- Directive
List every line of the records below that contains the word "wheel", matching its case exactly.

- Information given
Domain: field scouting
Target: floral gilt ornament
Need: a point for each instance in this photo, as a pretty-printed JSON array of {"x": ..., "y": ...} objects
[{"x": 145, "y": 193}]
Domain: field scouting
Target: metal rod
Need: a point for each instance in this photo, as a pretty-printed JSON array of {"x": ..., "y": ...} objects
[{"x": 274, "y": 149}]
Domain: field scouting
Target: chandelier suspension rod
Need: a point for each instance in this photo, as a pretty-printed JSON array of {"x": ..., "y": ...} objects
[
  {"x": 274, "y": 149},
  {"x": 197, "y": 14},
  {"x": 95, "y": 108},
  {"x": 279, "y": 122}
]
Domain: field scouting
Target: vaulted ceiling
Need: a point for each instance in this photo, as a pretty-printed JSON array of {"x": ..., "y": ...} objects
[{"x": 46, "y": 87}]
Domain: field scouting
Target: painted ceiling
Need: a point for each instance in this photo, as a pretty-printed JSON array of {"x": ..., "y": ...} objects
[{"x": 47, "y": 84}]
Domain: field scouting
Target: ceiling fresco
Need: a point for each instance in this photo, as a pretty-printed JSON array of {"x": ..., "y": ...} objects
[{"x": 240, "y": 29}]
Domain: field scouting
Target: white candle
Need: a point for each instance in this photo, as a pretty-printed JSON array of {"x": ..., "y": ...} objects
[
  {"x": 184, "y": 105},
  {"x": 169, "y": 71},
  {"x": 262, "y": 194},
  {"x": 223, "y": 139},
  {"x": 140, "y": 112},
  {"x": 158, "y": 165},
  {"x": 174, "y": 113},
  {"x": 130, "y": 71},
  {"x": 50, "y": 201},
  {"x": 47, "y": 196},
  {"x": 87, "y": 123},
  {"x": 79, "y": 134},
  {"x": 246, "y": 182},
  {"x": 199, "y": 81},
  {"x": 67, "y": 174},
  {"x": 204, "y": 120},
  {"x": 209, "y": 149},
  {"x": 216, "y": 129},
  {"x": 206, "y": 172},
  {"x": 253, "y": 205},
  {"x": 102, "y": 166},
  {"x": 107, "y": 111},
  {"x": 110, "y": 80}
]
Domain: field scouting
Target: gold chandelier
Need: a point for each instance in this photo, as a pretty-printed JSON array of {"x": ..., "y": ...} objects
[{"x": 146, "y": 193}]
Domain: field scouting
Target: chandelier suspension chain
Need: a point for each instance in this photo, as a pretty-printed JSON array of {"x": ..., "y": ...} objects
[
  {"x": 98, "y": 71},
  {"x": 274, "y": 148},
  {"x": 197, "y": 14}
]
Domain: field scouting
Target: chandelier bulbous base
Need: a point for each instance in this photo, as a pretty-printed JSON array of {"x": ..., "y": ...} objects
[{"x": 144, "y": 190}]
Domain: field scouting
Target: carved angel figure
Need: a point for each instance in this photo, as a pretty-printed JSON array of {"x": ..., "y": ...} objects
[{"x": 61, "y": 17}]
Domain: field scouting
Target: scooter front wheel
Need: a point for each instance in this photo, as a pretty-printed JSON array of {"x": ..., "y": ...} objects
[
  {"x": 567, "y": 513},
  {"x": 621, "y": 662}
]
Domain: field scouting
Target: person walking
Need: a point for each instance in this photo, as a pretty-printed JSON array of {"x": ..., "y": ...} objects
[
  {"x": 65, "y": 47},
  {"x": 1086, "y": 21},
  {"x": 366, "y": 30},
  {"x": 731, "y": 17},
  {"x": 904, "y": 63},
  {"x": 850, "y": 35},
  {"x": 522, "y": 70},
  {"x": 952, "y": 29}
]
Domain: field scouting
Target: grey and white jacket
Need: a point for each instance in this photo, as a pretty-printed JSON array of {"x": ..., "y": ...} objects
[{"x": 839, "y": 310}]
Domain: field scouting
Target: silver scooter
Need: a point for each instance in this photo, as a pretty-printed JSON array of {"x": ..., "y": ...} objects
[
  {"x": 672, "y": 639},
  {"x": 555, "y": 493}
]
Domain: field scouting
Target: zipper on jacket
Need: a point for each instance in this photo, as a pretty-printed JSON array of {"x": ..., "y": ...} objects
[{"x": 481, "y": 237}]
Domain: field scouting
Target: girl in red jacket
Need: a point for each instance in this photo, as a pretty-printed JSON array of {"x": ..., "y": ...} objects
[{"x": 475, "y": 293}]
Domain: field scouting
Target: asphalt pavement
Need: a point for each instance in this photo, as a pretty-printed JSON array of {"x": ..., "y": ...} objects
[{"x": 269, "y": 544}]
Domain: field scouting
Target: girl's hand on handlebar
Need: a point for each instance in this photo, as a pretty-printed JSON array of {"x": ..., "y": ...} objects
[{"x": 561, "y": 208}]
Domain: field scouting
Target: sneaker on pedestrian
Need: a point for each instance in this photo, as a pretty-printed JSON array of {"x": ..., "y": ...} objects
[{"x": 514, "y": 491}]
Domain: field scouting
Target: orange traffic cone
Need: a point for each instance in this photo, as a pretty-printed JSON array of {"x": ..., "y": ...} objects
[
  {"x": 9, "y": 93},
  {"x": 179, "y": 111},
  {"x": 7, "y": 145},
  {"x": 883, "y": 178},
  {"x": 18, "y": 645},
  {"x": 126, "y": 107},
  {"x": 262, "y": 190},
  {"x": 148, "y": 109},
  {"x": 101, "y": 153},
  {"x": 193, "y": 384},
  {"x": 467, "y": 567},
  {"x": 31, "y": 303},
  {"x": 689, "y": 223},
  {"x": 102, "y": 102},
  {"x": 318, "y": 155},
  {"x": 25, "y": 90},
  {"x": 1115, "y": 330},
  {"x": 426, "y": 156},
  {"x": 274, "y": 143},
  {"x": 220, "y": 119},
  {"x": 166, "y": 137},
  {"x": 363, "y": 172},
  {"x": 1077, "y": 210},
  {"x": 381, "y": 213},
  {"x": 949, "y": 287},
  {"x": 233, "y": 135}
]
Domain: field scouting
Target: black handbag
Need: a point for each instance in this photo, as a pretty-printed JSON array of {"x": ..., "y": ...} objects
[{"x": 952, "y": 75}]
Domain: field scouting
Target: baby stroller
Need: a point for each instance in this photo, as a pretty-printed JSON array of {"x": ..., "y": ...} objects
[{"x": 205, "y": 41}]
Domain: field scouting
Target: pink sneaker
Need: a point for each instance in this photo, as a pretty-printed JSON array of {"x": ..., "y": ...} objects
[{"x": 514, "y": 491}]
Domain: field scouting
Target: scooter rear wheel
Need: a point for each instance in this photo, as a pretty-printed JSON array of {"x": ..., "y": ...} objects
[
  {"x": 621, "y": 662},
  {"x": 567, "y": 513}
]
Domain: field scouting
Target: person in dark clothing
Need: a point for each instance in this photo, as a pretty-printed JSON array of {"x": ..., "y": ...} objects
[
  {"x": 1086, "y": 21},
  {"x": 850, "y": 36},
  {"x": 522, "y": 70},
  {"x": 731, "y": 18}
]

- Reply
Target: scooter front wheel
Target: scooter rear wheel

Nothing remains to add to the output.